[BEGIN]

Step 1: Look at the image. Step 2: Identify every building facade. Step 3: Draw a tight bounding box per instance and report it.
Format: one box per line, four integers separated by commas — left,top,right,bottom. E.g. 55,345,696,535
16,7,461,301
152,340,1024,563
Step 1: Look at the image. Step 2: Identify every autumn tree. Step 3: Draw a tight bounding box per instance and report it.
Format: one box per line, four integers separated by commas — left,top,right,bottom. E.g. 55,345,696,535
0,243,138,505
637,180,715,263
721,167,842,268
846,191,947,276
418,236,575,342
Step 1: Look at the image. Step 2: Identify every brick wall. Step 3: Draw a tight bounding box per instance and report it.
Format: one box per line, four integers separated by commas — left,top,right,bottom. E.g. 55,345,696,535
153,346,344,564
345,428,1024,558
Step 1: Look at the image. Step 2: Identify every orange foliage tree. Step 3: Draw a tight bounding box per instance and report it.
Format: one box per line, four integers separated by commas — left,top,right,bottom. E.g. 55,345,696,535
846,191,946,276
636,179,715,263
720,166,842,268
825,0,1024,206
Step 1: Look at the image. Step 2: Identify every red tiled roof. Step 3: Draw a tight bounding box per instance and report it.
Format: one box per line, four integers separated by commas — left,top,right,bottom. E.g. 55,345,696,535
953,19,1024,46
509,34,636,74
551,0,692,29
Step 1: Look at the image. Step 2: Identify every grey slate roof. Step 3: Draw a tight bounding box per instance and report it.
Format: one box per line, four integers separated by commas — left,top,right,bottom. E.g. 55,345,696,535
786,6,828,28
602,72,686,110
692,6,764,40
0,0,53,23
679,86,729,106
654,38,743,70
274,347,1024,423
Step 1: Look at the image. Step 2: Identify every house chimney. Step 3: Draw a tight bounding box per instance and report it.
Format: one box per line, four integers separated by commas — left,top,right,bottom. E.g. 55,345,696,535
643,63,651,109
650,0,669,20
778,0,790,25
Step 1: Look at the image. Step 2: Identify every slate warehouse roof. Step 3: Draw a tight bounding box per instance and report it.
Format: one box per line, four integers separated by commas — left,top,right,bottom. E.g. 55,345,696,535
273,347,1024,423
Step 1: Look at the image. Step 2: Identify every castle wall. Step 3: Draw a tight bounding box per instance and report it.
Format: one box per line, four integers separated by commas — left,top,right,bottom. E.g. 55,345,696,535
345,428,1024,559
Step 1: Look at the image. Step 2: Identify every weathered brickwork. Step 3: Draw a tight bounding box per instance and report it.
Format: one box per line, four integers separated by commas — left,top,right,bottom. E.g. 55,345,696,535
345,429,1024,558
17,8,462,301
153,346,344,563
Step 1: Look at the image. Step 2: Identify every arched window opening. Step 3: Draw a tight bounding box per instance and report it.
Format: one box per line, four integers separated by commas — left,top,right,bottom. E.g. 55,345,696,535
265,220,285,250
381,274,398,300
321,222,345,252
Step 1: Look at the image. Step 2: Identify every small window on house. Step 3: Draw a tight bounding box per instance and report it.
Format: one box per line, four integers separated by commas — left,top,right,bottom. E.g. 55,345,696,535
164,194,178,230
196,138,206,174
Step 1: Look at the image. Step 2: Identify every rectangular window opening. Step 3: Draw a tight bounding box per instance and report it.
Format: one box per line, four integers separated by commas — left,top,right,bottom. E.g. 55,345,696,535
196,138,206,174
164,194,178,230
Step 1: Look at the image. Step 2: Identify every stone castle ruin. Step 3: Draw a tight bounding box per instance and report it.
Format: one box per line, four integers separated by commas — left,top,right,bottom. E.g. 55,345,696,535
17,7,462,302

[END]

→ To be done
Rewrite all the items above, replacing "tight bounding box" with "close-fitting bounding box" everywhere and leaving everything else unchanged.

→ Output below
Step 1: Look at the image. Step 2: Identify every building facade. Step 3: Draw a close-fitting bounding box per instance and report it.
Format: one box per line, four integers separated by commas — left,top,right,bottom. E.g. 55,345,696,535
16,7,461,301
152,340,1024,563
Step 1: Look at the image. Step 2: Identify every autumn tree. Step 3: Draw a close-fitting bounding box per instance and report it.
Format: one box per line, four integers separated by commas — left,top,right,bottom. E.g. 55,345,696,535
0,243,138,505
637,180,715,263
721,167,842,268
846,191,947,276
418,236,575,342
Step 1: Look at the image. Step 2: Identify every brick wall. Step 3: Draw a close-fitting bounding box per instance and report it.
Format: one box per line, four integers separated by commas — left,top,right,bottom. E.g. 55,345,696,535
153,346,344,564
345,428,1024,558
Step 1: Look at the image. Step 2: Identify every orange foliage tree. Step 3: Draw a close-fitting bounding box per instance and report it.
Format: one box per line, four integers separated by commas — left,top,right,bottom. E.g. 55,345,696,535
846,191,946,276
636,179,715,263
720,166,842,268
825,0,1024,206
Step 1: Look at the image. Step 2: Identify every red tiled roof. Step 3: Draw a close-fitting bounding box per instance and report it.
Format: one box per line, four integers separated by commas — left,top,right,bottom. E.g. 55,345,696,535
953,19,1024,46
509,34,636,74
551,0,692,29
Step 1: Look at the image. Step 2: Identify every grey slate roof. Step 3: Draw a close-fitting bounding box per instance and report it.
Format: one box per line, four integers separated by commas — left,top,right,bottom. E.g. 55,345,696,535
786,6,828,28
602,72,686,110
692,6,764,40
0,0,53,23
679,86,729,106
654,38,743,70
274,347,1024,423
Step 1: Look at the image. Step 2: Identify every house chimney. Step 3: Draw a close-fitting bounding box per instance and report it.
Format: one box per line, four integers separated by commas — left,top,right,bottom. E.g. 55,345,696,535
643,63,651,109
650,0,669,20
778,0,790,25
Step 1: Look at the image. Step 2: Identify every slate warehouse roof. Step 3: Draw a close-fitting bounding box per instance and report it.
Format: one box per line, four integers separated by commas — left,top,right,bottom. E.g. 55,345,696,535
273,347,1024,423
Step 1: Look at the image. Step 2: Identify every castle wall. Step 3: Draw a close-fitting bounding box per instance and report it.
Format: one box per line, four integers separated by commas — left,top,right,bottom. E.g. 55,345,696,535
345,428,1024,559
Step 1: Look at the image. Step 2: Identify every weathered brickwork. Step 3: Draw a close-fitting bounding box per instance and report it.
Format: one box per line, four integers separated by commas — left,top,right,bottom. E.g. 55,345,696,535
345,429,1024,558
17,8,462,301
153,346,344,563
Step 1: Look at the image. Step 2: Identify every arched window opening. Step 3: Draw a close-fitting bounding box per instance and report it.
Format: one box per line, four integers separated by commas — left,top,right,bottom. E.g. 55,345,696,535
265,220,285,250
381,274,398,300
321,222,345,252
Step 1: Look at the image. Step 2: Identify every small window on house. Step 3: Draw a close-fitting bounding box per instance and report it.
Format: one box per line, four integers separated by commas — left,top,right,bottom. E.g. 55,345,696,535
164,194,178,230
196,138,206,174
Step 1: Look at the image. Step 2: Identify every rectangular window opening. Step 3: Draw a close-fitting bounding box per instance and report it.
Format: one box per line, four integers separated by commas — left,top,right,bottom. E.g. 55,345,696,535
196,138,206,174
164,194,178,230
Step 1: Look at the image. Step 2: Identify every stone castle ruin. Step 3: Draw a close-fitting bounding box per instance and report it.
Format: one box per line, four integers separated by commas — left,top,right,bottom. E.g. 55,345,696,535
17,7,462,302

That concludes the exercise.